OBJECTIVES -
- a) Do these statements agree with the streaming vs messaging text? (i) RabbitMQ is likened to Katappa shouting updates during battle. (ii) Offsets are tracked per topic-partition and per consumer group. (iii) Schema Registry manages schemas with compatibility rules. For each, answer yes or no and quote the deciding words.
- b) Reproduce word for word the part of the streaming vs messaging text from "1) Schema Registry" to "as schemas evolve.".

─── SELECTION ───

#008 Demystify Streaming vs Messaging (Kafka vs Rabbit MQ )

Movie Analogy from Bahuballi.

Sep 20, 2025

🎬 Movie Analogy: Baahubali

RabbitMQ = King’s Messenger 📨
- In Baahubali, when the King wants to deliver an important message (say, orders to a commander), he sends a single messenger.
- The messenger runs, hands over the message, and once delivered — his job is done.
- That’s RabbitMQ: one message, one delivery, task completed.
Kafka = Katappa during battle ⚔️
- In war scenes, Katappa is constantly shouting live updates — “Arrows from the left!”, “Elephants approaching!”, “Shields up!”
- Everyone — Baahubali, soldiers, commanders — hears the same information at the same time.
- Even if someone missed it live, the battlefield log (like war records) can replay what was said.
- That’s Kafka: continuous event streaming, replayable, shared by many at once.

FIRST will explain the key components of Schema Registry and Offsets present exclusively in Kafka, then move through architecture, business fit, and code for the key components.

1) Schema Registry & Offsets (first)

Kafka

Schema Registry (Confluent / open-source equivalents)
- Manages Avro/Protobuf/JSON Schema with compatibility rules (BACKWARD/FORWARD/FULL).
- Each record carries a schema ID; consumers fetch/deserialize safely as schemas evolve.
- Enables independent deploys and strong data contracts between teams.
Offsets (per topic-partition, per consumer group)
- Consumers pull and track offsets (stored in __consumer_offsets or externally).
- Can seek to an exact offset or timestamp → backfill, point-in-time reprocessing, audits.
- Powers replayability and exactly-once (with idempotent producers & transactions).

─── RECORD LIST ───

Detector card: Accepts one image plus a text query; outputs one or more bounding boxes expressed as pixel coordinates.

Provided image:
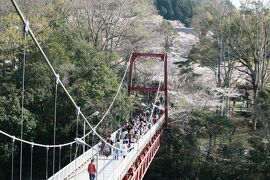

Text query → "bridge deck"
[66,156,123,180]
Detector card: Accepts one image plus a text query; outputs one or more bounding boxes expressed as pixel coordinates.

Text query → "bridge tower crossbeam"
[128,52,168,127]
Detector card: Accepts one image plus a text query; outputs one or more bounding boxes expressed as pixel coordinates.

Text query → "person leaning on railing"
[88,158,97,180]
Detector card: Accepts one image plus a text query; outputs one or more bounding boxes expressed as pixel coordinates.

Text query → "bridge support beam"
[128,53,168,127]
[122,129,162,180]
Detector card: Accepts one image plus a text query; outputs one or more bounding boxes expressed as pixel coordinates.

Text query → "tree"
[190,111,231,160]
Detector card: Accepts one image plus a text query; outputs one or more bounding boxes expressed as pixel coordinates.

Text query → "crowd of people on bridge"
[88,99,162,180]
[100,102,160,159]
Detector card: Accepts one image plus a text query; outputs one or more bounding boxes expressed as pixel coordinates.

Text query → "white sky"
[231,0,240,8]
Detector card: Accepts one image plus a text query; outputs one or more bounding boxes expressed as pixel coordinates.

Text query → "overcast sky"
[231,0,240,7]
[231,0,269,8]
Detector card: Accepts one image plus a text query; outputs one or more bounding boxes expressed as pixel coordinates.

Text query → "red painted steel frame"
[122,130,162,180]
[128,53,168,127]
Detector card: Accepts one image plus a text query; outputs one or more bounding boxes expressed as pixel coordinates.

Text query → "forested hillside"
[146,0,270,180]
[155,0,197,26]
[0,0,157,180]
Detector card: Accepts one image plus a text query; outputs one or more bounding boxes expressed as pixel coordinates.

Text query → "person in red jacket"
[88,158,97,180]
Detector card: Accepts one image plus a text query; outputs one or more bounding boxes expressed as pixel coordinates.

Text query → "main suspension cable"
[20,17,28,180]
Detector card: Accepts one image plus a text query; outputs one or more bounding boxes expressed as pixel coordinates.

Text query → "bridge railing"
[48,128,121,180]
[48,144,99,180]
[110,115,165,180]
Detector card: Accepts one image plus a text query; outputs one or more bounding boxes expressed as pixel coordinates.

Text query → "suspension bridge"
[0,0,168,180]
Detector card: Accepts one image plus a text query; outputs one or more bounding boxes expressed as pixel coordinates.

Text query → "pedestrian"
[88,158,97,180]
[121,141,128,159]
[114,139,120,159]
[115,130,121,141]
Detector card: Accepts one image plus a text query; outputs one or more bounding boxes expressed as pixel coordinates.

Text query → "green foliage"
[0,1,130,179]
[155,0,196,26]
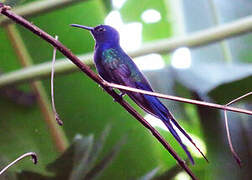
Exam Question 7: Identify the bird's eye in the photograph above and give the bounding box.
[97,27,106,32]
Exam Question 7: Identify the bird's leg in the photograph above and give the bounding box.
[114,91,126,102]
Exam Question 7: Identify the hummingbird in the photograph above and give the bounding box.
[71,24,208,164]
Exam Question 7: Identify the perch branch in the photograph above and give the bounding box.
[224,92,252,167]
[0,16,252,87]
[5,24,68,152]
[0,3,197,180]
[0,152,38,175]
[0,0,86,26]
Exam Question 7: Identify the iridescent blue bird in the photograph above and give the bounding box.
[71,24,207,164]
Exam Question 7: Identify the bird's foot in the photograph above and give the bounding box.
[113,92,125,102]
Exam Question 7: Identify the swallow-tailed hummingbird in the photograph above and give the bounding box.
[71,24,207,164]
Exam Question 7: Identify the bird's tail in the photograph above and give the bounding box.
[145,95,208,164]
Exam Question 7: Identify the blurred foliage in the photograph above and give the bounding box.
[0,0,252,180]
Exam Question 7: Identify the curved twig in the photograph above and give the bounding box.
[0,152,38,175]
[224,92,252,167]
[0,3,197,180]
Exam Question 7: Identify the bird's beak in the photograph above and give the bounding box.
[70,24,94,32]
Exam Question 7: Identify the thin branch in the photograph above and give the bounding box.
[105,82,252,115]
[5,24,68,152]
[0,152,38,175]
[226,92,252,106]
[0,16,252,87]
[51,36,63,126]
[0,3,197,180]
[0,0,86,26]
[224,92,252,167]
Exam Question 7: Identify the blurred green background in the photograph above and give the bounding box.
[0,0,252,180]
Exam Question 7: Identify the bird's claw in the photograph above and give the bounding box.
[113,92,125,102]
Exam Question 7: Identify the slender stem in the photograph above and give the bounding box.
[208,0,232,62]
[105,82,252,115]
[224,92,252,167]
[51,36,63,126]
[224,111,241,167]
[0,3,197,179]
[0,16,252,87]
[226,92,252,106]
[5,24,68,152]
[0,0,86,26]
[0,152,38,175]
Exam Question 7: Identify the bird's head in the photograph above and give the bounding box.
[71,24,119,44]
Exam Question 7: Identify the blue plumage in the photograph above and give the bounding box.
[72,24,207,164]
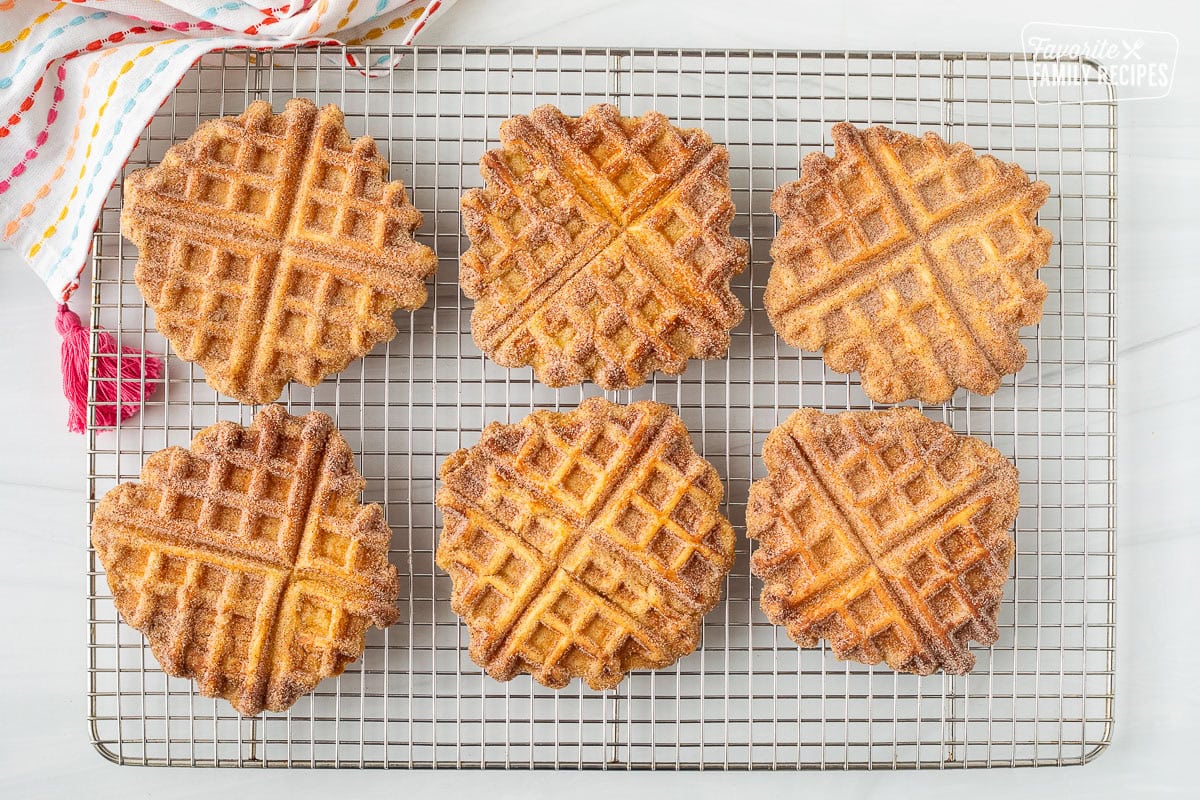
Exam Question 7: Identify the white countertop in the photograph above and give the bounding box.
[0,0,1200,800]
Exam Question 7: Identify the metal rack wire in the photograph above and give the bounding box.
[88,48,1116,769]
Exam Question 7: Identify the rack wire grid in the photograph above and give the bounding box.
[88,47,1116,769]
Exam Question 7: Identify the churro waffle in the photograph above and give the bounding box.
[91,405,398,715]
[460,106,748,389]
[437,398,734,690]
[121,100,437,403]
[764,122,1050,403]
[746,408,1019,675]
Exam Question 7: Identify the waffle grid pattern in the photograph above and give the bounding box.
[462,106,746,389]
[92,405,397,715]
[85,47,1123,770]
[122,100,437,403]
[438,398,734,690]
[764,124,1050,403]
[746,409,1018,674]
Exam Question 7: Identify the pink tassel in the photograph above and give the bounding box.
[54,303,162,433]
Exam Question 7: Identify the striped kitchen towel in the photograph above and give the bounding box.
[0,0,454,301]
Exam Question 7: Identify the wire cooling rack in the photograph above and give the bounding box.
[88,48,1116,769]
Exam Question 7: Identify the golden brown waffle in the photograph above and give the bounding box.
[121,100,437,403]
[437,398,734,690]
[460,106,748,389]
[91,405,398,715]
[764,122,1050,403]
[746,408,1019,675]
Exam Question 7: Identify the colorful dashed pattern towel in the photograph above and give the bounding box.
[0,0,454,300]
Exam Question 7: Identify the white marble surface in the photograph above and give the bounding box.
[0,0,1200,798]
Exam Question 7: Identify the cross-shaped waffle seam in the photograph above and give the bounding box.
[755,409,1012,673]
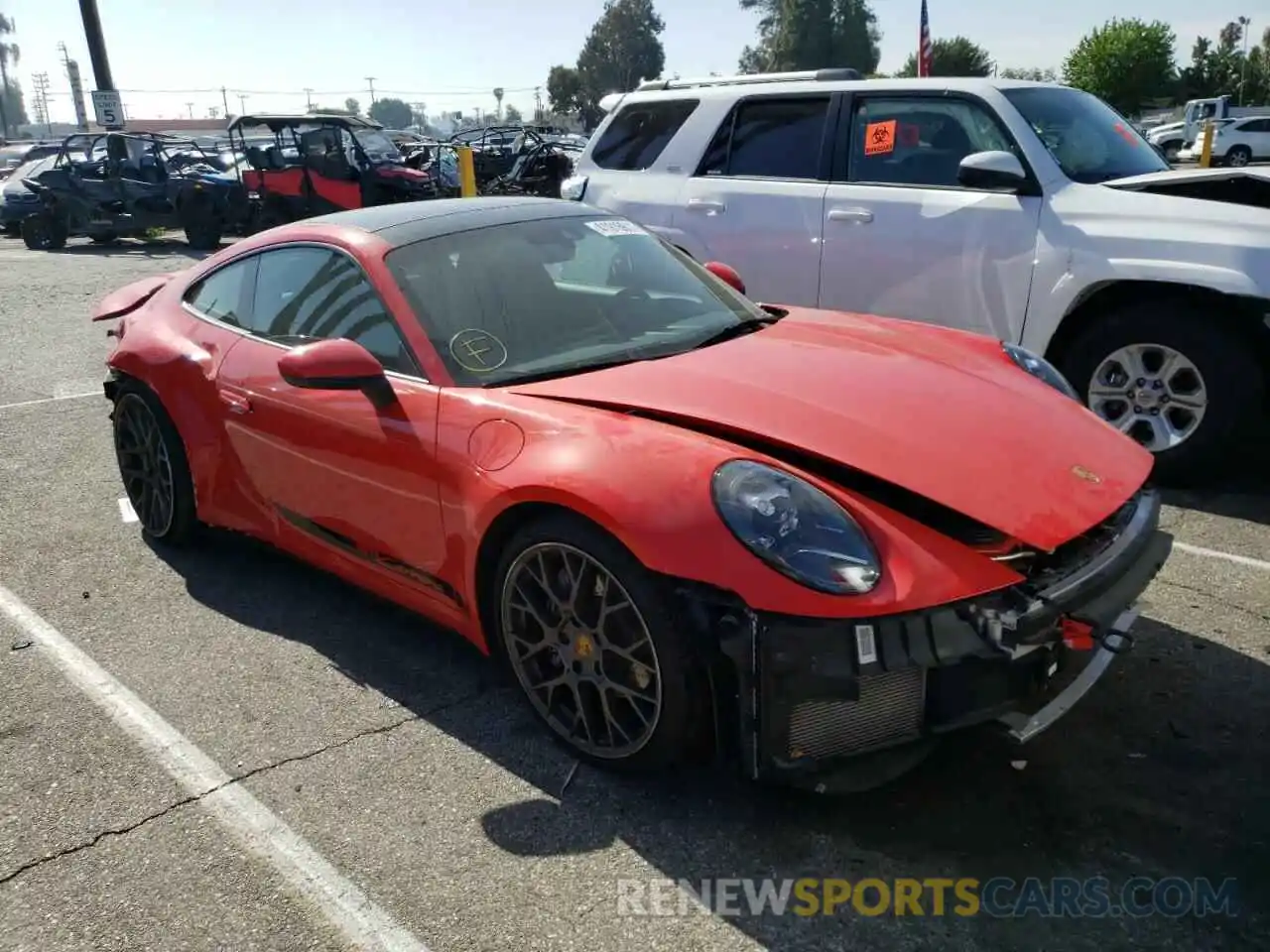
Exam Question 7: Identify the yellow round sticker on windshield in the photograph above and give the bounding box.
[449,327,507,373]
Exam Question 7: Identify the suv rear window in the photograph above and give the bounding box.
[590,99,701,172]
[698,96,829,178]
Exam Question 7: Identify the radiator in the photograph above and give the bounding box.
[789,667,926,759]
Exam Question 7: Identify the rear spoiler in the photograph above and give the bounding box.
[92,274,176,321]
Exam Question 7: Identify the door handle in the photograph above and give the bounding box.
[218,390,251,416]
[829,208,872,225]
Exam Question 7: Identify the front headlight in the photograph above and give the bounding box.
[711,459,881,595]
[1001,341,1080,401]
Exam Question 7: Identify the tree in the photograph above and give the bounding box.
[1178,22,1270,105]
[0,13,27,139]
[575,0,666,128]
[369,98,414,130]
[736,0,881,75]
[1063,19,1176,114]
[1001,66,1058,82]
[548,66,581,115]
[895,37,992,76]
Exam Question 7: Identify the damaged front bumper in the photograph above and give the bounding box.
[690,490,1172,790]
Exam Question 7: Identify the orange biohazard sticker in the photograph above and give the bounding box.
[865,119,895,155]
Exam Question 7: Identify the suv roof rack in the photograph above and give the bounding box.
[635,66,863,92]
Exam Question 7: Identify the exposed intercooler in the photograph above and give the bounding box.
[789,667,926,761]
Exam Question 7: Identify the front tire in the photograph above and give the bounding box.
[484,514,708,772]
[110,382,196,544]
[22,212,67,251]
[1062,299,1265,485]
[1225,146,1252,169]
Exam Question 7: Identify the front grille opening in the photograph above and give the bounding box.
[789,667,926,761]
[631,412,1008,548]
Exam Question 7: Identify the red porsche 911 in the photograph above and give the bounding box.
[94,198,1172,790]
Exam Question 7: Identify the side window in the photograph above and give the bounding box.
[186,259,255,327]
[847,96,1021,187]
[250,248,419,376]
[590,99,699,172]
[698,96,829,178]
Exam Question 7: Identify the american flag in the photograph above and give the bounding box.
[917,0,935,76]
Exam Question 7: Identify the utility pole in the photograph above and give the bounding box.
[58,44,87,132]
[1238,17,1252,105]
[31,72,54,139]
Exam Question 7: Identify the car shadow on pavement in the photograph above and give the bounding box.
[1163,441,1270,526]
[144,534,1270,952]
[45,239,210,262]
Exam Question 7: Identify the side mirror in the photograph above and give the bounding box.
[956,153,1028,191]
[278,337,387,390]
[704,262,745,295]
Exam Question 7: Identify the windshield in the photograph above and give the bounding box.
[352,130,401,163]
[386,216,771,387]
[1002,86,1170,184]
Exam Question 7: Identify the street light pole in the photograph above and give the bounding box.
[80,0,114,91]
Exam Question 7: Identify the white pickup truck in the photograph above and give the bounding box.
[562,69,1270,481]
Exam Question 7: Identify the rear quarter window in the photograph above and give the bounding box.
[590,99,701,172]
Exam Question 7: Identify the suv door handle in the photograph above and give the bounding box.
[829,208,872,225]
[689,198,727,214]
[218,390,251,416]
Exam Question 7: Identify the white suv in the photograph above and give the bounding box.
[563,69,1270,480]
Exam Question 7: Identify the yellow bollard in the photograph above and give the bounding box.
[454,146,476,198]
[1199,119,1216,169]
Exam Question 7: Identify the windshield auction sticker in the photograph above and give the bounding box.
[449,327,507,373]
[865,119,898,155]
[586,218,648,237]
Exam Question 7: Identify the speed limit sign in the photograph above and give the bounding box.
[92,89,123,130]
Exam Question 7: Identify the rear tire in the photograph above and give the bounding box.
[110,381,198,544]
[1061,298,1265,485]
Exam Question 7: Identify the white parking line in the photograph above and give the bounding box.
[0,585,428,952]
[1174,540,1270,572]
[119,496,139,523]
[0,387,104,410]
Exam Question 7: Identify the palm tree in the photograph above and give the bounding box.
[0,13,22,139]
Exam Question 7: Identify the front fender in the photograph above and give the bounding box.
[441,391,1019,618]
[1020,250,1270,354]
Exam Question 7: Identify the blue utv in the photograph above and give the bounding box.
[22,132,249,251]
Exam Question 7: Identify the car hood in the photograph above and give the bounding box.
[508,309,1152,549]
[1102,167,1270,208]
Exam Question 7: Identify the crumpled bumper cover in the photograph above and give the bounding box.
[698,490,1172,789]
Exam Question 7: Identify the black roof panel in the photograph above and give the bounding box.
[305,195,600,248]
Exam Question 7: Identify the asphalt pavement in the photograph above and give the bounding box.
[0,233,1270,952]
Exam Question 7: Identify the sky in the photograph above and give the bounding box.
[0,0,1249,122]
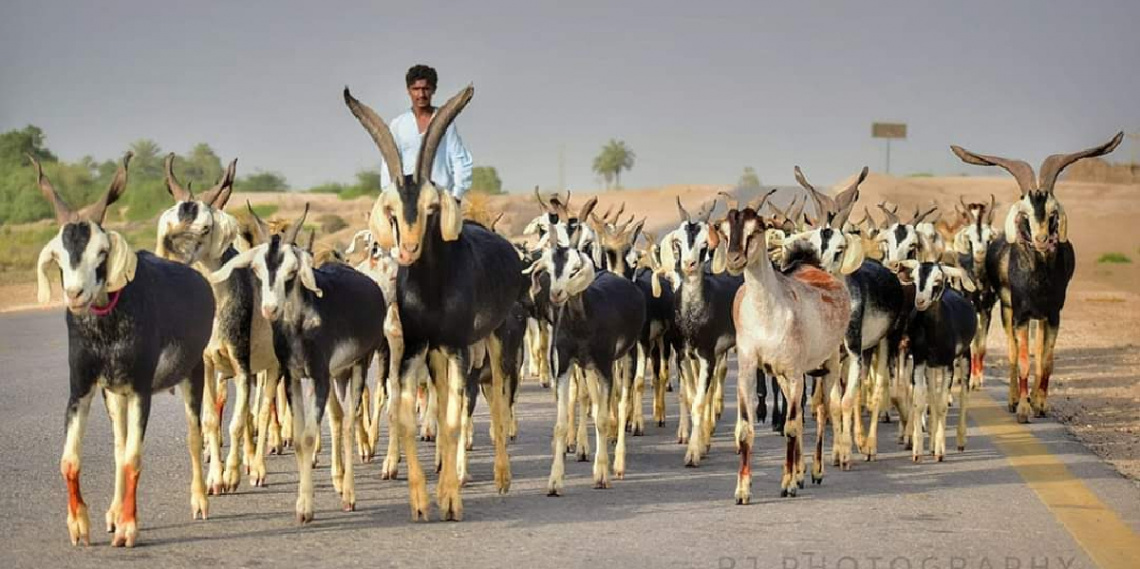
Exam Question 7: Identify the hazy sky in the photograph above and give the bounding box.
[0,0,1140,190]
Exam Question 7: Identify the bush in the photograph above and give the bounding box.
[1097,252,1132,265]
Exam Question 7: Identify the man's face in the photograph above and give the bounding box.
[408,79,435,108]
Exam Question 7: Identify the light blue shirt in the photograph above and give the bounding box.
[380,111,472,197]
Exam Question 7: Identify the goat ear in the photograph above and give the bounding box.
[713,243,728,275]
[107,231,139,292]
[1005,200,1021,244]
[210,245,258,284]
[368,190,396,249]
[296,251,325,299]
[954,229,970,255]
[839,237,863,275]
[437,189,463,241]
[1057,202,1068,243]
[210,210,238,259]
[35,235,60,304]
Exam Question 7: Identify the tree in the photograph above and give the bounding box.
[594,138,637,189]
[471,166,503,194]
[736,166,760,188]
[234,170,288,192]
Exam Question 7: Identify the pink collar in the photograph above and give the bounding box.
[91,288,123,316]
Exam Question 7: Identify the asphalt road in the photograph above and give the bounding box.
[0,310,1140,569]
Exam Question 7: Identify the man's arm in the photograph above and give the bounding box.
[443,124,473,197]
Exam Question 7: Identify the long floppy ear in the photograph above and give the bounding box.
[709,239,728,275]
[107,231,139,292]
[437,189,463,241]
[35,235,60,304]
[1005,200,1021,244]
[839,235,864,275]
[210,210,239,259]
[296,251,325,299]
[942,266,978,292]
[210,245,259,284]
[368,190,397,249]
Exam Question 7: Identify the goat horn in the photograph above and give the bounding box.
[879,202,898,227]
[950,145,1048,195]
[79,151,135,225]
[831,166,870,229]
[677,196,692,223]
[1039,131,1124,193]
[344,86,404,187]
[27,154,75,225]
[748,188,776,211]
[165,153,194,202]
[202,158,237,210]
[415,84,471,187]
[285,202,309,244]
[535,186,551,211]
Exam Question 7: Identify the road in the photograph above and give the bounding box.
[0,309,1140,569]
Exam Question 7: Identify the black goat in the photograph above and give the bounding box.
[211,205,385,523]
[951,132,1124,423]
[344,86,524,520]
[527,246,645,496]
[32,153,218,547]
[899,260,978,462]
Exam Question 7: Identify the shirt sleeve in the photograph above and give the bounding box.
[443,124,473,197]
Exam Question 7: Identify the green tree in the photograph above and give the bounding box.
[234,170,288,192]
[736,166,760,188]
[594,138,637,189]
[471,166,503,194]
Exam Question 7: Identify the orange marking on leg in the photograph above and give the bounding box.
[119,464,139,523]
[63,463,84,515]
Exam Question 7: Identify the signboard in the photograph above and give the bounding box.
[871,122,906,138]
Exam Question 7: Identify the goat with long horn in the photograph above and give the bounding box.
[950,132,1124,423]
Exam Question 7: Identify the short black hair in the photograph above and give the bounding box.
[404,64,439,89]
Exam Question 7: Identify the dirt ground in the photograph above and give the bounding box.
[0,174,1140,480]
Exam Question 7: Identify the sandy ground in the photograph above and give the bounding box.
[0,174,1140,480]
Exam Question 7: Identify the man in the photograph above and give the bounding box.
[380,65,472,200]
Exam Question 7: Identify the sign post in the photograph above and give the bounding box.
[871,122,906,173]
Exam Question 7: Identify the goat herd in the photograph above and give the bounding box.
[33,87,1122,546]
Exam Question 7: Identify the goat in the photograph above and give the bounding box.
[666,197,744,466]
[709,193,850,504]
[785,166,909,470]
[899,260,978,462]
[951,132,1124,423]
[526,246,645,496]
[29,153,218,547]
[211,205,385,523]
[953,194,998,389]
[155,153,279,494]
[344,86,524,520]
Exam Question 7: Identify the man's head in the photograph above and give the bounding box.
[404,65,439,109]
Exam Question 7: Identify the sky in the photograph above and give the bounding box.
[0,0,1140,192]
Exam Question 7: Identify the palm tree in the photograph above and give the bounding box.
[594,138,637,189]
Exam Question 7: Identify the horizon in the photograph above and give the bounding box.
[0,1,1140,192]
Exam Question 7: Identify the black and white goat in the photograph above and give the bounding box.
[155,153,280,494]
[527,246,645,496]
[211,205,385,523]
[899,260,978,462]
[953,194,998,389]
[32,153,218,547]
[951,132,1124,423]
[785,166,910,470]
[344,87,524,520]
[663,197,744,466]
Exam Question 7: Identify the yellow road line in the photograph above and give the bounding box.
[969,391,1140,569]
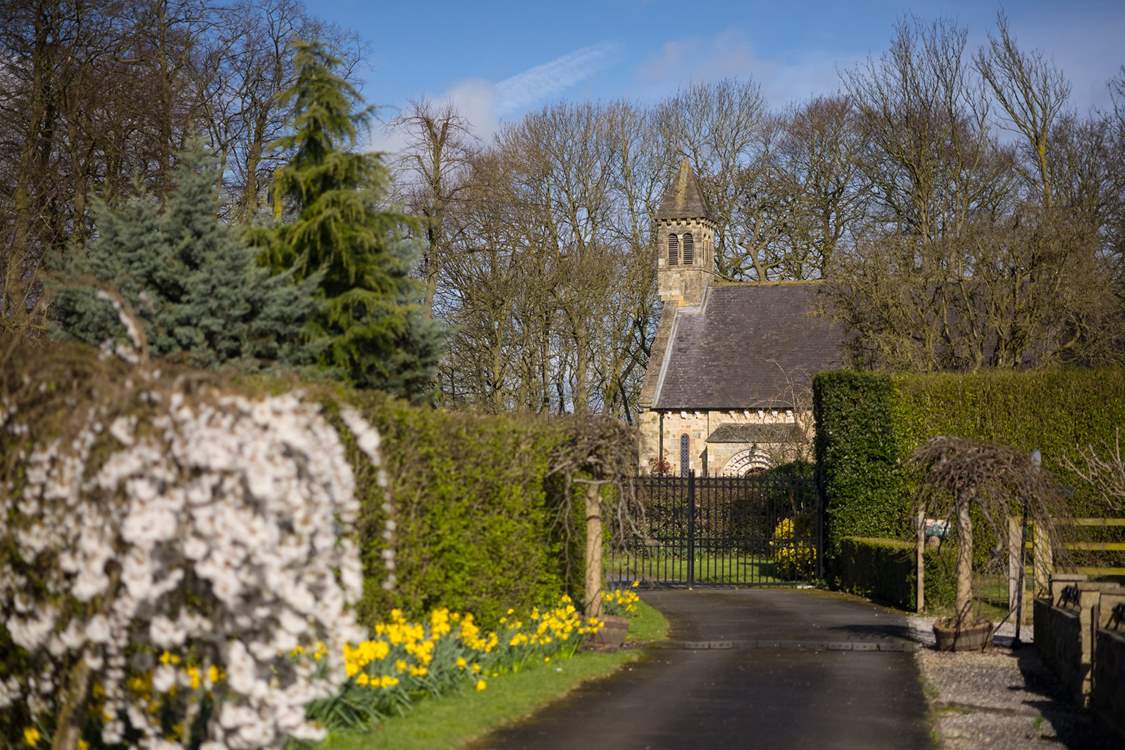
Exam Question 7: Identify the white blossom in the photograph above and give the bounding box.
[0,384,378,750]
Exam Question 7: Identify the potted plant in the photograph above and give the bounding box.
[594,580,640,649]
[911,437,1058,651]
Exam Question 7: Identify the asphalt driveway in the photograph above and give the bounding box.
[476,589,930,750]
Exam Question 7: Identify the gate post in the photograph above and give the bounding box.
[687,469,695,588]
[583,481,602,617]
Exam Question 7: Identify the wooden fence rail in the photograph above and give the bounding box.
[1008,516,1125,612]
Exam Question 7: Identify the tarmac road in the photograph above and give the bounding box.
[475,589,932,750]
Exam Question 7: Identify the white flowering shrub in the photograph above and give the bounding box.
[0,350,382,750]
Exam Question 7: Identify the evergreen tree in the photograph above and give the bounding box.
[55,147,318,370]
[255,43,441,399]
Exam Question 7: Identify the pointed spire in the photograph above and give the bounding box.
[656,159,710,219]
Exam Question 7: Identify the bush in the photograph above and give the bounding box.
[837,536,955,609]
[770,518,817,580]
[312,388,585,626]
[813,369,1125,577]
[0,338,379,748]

───

ANSWERS FOR THE TASKS -
- a)
(i) No: "Kafka = Katappa during battle"
(ii) Yes: "Offsets (per topic-partition, per consumer group)"
(iii) Yes: "Manages Avro/Protobuf/JSON Schema with compatibility rules (BACKWARD/FORWARD/FULL)."

- b)
1) Schema Registry & Offsets (first)

Kafka

Schema Registry (Confluent / open-source equivalents)
- Manages Avro/Protobuf/JSON Schema with compatibility rules (BACKWARD/FORWARD/FULL).
- Each record carries a schema ID; consumers fetch/deserialize safely as schemas evolve.